## WHAT TO WORK ON
Reproduce each of the records below word for word, changing nothing.

***

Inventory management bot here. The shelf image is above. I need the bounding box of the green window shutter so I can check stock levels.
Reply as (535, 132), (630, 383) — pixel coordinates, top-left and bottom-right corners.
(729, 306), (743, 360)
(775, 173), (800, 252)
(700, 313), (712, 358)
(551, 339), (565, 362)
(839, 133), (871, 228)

***

## FULL ANSWER
Inventory management bot here. The shelf image is above. I need the bounding box of the green window shutter so I can check stock levels.
Reply as (535, 132), (630, 383) — pixel coordinates, top-left and bottom-right corners.
(729, 306), (743, 360)
(775, 173), (800, 252)
(700, 313), (712, 358)
(551, 339), (565, 362)
(839, 133), (871, 228)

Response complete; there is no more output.